→ Set task:
Copy the data exactly; pictures stay out of the copy.

→ Data to process:
-- START --

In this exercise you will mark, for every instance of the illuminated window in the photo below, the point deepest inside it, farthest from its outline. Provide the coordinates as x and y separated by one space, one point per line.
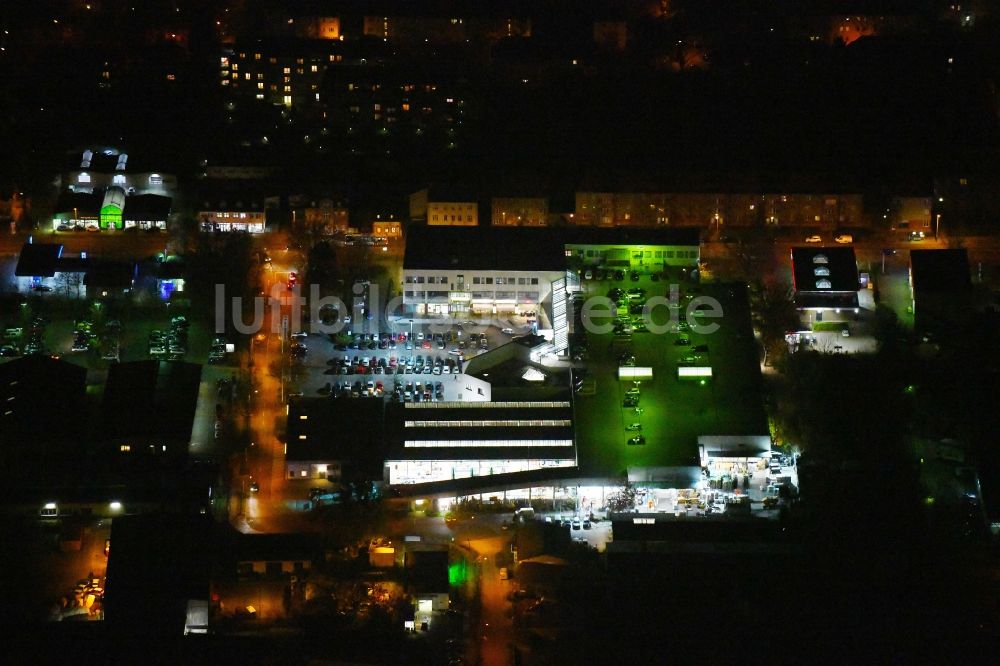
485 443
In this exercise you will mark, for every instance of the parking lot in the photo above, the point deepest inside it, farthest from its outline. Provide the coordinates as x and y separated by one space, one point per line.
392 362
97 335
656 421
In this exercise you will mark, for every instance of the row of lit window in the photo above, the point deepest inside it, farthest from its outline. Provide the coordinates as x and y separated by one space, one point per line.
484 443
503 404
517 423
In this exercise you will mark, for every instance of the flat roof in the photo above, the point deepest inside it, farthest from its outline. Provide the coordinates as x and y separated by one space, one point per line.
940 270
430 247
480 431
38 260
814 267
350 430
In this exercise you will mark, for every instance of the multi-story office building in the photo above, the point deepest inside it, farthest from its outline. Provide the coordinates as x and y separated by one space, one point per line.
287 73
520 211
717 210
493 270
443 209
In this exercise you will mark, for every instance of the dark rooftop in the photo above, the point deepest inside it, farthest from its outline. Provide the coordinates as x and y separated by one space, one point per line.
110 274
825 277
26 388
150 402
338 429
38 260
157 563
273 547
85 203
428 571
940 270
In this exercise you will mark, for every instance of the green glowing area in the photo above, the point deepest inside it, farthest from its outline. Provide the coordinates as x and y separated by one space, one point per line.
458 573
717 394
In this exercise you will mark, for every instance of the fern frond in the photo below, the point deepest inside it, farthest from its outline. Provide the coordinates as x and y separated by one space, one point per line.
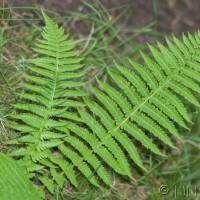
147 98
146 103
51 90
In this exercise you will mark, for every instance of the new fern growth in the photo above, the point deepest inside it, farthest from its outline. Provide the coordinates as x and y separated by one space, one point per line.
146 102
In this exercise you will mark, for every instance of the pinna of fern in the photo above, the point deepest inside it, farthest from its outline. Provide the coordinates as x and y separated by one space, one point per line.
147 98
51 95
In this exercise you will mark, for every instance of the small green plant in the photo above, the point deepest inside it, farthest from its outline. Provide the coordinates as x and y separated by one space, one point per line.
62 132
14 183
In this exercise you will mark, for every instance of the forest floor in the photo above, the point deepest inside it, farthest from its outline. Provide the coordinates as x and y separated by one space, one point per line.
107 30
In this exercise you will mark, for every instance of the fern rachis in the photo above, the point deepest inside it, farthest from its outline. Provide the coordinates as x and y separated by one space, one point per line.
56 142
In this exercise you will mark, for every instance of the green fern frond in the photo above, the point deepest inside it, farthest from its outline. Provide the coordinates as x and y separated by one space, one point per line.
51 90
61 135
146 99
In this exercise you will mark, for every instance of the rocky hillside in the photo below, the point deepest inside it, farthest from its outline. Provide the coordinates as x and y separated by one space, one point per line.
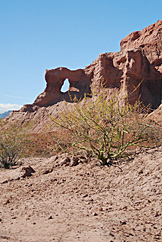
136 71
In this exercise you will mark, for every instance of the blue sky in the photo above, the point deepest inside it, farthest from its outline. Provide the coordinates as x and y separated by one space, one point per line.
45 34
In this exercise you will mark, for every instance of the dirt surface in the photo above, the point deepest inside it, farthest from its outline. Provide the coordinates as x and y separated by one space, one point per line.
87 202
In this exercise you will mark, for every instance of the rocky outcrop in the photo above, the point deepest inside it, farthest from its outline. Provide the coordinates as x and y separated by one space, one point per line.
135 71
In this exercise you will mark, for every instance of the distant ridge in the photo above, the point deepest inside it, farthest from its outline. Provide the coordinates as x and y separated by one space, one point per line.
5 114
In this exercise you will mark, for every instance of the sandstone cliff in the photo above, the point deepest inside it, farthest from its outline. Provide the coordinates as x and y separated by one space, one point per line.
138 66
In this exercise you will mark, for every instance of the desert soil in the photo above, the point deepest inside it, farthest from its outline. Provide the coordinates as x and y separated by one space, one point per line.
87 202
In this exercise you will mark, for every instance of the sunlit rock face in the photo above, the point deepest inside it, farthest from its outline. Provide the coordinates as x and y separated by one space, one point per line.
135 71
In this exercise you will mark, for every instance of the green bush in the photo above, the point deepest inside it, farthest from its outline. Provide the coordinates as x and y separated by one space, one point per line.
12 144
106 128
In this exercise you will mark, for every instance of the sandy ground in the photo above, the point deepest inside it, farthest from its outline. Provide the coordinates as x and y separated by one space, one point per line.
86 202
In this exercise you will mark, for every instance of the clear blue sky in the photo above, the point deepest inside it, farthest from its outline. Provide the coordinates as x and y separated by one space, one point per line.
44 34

-- END --

→ The reply:
In this exercise you will mark, for every instance of the illuminated window in the photo below, the point deepest inside it, farthest from its outline. Provide the coordinates as x and y separated by one space, one point per line.
485 443
In this exercise you will mark, for every instance of the parking lot in the photo above, the point deepest inside it, farthest from its outline. Provide the coordinates as x and y separated by one space, one point per line.
392 362
97 335
656 421
In this exercise you will mark, for every instance of the row of lit window in the photo above, the point deepest inside it, farthest from its outline. Provide the coordinates as x and y separated by one space, one point per line.
484 443
503 404
517 423
In this exercise you will mark, for every instance of the flat roof in the photo above, the point deepest inside it, farthest from its outline. Provide the coordinates as x and y separated by one space, one point per line.
940 270
430 247
480 431
38 260
814 267
350 430
In this exercise you will mark, for every instance of the multi-story office building in the photo above, the point deepest inside it, farthest from its outline. Provide the coordinates as x and y separated by one space, one point per line.
287 73
520 211
717 210
493 270
443 209
In this exercise you will mark, for every instance of the dark rooftop in the photo above, the point deepest inside it, farthest from its outline. Provide the coordinates as x and y separated by one space, one point per line.
110 274
825 277
26 388
150 402
338 429
38 260
157 563
273 547
85 203
428 571
940 270
In this exercise you will mark, for every instance of the green glowing area in the photo above, the point deepest inside it, farthest from its outline. Provide the coordinates as x and y separated by one space, one point per line.
458 573
717 394
In this exercise you will mark, for every instance of the fern frond in the photo below, the point deepest inside it, farthest from its outline. Provide the coordinates as x and y separated by one space, one point per line.
147 98
146 103
51 90
In this exercise you will mark, for every instance of the new fern growth in the photo above, the point deepest inside it, farthest from its outline. Provide the coordinates as x and y separated by one space, one point per line.
146 102
In this exercise you will mark, for every instance of the pinna of fern in the photo above, the point deepest inside it, farthest from its outline. Provide the coordinates as x and y separated by one space, one point per line.
147 98
51 95
In this exercise you will mark, for every instance of the small green plant in the photo above, the point deepest inside it, farthest from its outline. Provide the coordinates as x and y separated by one space, one point per line.
62 132
14 183
In this exercise you will mark, for every instance of the forest floor in the photo above, the point deepest inside it, farthest from its outline. Provide the coordinates as x and y separated by one space, one point per line.
107 30
In this exercise you will mark, for every instance of the fern rachis in the photo above, the point deepest inside it, farthest from its outline. Provide the coordinates as x and y separated by one space, one point per line.
56 142
In this exercise you will mark, for every instance of the green fern frond in the photo above, the point deepest inside it, farthest from its outline. Provide the coordinates as x and y separated by one space, one point per line.
51 90
61 135
146 99
In this exercise you will mark, for every instance of the rocky hillside in the photo below, the point deepest inside it, farthest from its outline. Provide the coordinates as x and y separated by one space, one point per line.
136 71
In this exercise you will mark, for every instance of the blue sky in the photo above, the point deepest inside it, farthest from its outline. Provide the coordinates as x and y separated by one space, one point per line.
45 34
In this exercise you will mark, for every instance of the dirt surface in the photo above, the point deepest inside it, farthest from its outline. Provide the coordinates as x and y separated by one space, one point per line.
87 202
In this exercise you will mark, for every instance of the rocky outcrop in the photo above, the point deepest inside it, farthest from its outline. Provide the coordinates as x and y separated by one space, one point per line.
135 71
In this exercise you will mark, for every instance of the distant ridge in the photo above, the point deepest inside it, farthest from its outline. Provide the coordinates as x and y separated by one space, one point per line.
5 114
In this exercise you will mark, for every instance of the sandstone cliff in the photo above, the point deepest inside it, farthest from its outline. Provide the coordinates as x and y separated by one space, one point per line.
138 66
In this exercise you will mark, for every instance of the desert soil in the photo above, the point deepest inside it, farthest from its outline. Provide the coordinates as x and y separated by one space, one point per line.
87 202
In this exercise you will mark, for every instance of the sunlit rock face in the photo above, the point deepest inside it, farthest from its outline. Provide the coordinates as x and y separated by one space, one point per line.
135 71
In this exercise you will mark, for every instance of the green bush in the photo above, the point deepest inside it, farthest from its outline. Provide the coordinates as x and y separated by one space, one point per line.
12 144
106 128
In this exercise you will mark, for every instance of the sandy ground in the photo above, the point deepest inside it, farthest from its outline. Provide the coordinates as x and y separated by one space, one point per line.
86 202
In this exercise you will mark, for every instance of the clear blue sky in the photo above, the point deepest inside it, farthest from its outline. Provide the coordinates as x and y separated by one space, one point per line.
44 34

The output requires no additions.